▶ GIVEN TEXT
# Rotational Trading Systems



## Gringotts Bank (30 October 2013)

Looking for info on how to do a rotational trading system with blue chips or ETFs.

Thanks.


----------



## So_Cynical (30 October 2013)

Rotational as in rotating capital between 2 or 3 stocks/ETF's


----------



## sinner (30 October 2013)

http://papers.ssrn.com/sol3/papers.cfm?abstract_id=1585517


Relative Strength Strategies for Investing

Mebane T. Faber

Cambria Investment Management

April 1, 2010

Abstract:     
The purpose of this paper is to present simple quantitative methods that improve risk-adjusted returns for investing in US equity sectors and global asset class portfolios. A relative strength model is tested on the French-Fama US equity sector data back to the 1920s that results in increased absolute returns with equity-like risk. The relative strength portfolios outperform the buy and hold benchmark in approximately 70% of all years and returns are persistent across time. The addition of a trend-following parameter to dynamically hedge the portfolio decreases both volatility and drawdown. The relative strength model is then tested across a portfolio of global asset classes with supporting results.


----------



## tech/a (30 October 2013)

Simply put

Trade the best trending stocks say 5 
When another stock outperforms one 
In the group change from the old to the new.

Rince and repeat.


----------



## Gringotts Bank (31 October 2013)

Thanks all for the input.


----------



## minwa (5 November 2013)

IVE, QQQ, SPY, MDY, IJS, IJT and IWM

Choose to buy and hold the 2 (only 2 of the small list below) that have the highest
current annual performance. We will check that annual performance at the
beginning of each month.

If there is a change we will sell the ETF that leaves the top 2 and buy the ETF that
enters the top 2. Some months nothing changes, some months only one changes out
and some months both change out.

Percentage Returns
Year ETF Strategy vs S & P 500 Index
1998 41.80 vs 26.67
1999 61.73 vs 19.53
2000 -2.25 vs -10.14
2001 -3.09 vs -13.04
2002 -14.09 vs -23.37
2003 43.43 vs 26.38
2004 12.08 vs 8.99
2005 -1.89 vs 3.00
2006 13.28 vs 13.62
2007 6.77 vs 3.53
2008 -41.00 vs -38.49
2009 21.29 vs 23.45
2010 16.97 vs 12.78
2011 7.97 vs 5.94 (through 4/01/2011)

Average return 9.14 vs 2.42

Average 10 trades per year and average holding time of 70 days.


----------



## xxx (23 October 2016)

minwa said:


> IVE, QQQ, SPY, MDY, IJS, IJT and IWM
> 
> Choose to buy and hold the 2 (only 2 of the small list below) that have the highest
> current annual performance. We will check that annual performance at the
> ...





Hi,
I'm working at the same program.

But I would like to buy not each month the 5 best ones. I would like to buy every third month the 5 best ones.
Could you help me with this? 

I tried to do it like my code but it does not work.

this is my code - could you reread it?
I would be very happy about help.

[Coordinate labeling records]
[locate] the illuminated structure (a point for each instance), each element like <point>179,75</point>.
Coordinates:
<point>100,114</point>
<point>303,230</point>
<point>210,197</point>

▶ PROBLEMS TO WORK ON
A: In the rotational trading thread, what average holding time does minwa report for the ETF strategy?
B: Please edit the rotational trading thread's passage starting with "## tech/a (30" and going on through "to the new.", replacing "best trending" with "strongest trending".
C: In the rotational trading thread, why does minwa's strategy sell an ETF at one of its monthly checks?

▶ ANSWERS FOR THE TASKS
A: An average holding time of 70 days.

B:
## tech/a (30 October 2013)

Simply put

Trade the strongest trending stocks say 5 
When another stock outperforms one 
In the group change from the old to the new.

C: An ETF is sold when it leaves the top 2 of the list by current annual performance. It is replaced by the ETF that enters the top 2.